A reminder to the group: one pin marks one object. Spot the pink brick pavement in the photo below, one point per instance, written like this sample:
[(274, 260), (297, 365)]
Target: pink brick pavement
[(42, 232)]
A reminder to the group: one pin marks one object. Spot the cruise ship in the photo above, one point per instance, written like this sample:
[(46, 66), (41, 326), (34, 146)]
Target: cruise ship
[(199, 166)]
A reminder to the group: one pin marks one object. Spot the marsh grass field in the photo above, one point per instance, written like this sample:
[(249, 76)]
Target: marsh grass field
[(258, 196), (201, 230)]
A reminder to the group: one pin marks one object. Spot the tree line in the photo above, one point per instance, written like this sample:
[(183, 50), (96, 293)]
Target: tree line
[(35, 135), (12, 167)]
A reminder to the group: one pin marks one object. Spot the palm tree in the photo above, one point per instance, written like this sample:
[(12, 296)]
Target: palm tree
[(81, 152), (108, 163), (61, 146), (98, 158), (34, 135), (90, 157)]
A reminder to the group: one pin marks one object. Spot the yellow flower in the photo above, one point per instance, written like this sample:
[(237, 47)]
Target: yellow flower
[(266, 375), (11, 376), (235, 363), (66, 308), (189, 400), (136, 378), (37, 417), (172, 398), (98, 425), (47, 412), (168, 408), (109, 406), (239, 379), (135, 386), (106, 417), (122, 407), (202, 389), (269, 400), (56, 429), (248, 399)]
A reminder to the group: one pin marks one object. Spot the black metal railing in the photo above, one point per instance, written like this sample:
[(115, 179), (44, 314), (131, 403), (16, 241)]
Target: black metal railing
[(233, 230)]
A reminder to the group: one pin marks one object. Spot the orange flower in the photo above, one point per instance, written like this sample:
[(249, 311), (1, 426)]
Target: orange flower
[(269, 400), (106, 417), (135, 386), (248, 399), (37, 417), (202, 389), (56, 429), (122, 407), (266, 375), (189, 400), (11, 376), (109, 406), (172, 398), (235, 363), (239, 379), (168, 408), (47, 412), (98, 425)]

========

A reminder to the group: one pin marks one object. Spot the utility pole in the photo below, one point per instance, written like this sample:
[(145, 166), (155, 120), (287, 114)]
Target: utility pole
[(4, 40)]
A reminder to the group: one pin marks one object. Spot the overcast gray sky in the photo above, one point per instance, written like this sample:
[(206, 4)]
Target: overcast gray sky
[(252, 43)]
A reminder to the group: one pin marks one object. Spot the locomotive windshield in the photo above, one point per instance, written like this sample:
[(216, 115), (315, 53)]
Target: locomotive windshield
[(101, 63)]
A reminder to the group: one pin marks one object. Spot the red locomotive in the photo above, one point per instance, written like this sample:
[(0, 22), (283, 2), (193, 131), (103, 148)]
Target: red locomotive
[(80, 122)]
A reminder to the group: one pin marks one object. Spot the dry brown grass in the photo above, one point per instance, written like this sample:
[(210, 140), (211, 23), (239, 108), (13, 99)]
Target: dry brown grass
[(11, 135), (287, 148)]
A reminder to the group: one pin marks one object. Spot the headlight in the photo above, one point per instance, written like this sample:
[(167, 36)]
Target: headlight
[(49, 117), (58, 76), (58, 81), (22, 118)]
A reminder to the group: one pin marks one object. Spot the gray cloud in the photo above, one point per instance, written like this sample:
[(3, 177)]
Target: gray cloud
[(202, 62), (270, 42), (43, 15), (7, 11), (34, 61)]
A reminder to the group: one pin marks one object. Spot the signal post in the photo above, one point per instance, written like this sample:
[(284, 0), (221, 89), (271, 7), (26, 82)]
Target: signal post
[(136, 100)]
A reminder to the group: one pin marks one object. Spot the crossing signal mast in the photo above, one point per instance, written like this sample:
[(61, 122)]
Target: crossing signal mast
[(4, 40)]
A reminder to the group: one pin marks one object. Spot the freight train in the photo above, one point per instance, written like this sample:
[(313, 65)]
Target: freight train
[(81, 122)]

========

Find every line in the records above that holds the word "below", and copy each one.

A reminder to the group: one pin marks one object. Spot the pink brick pavement in the photo below, one point per instance, written like this sample:
A reminder to the group: one pin marks one object. Spot the utility pole in the photo below, one point per instance, written like this sample:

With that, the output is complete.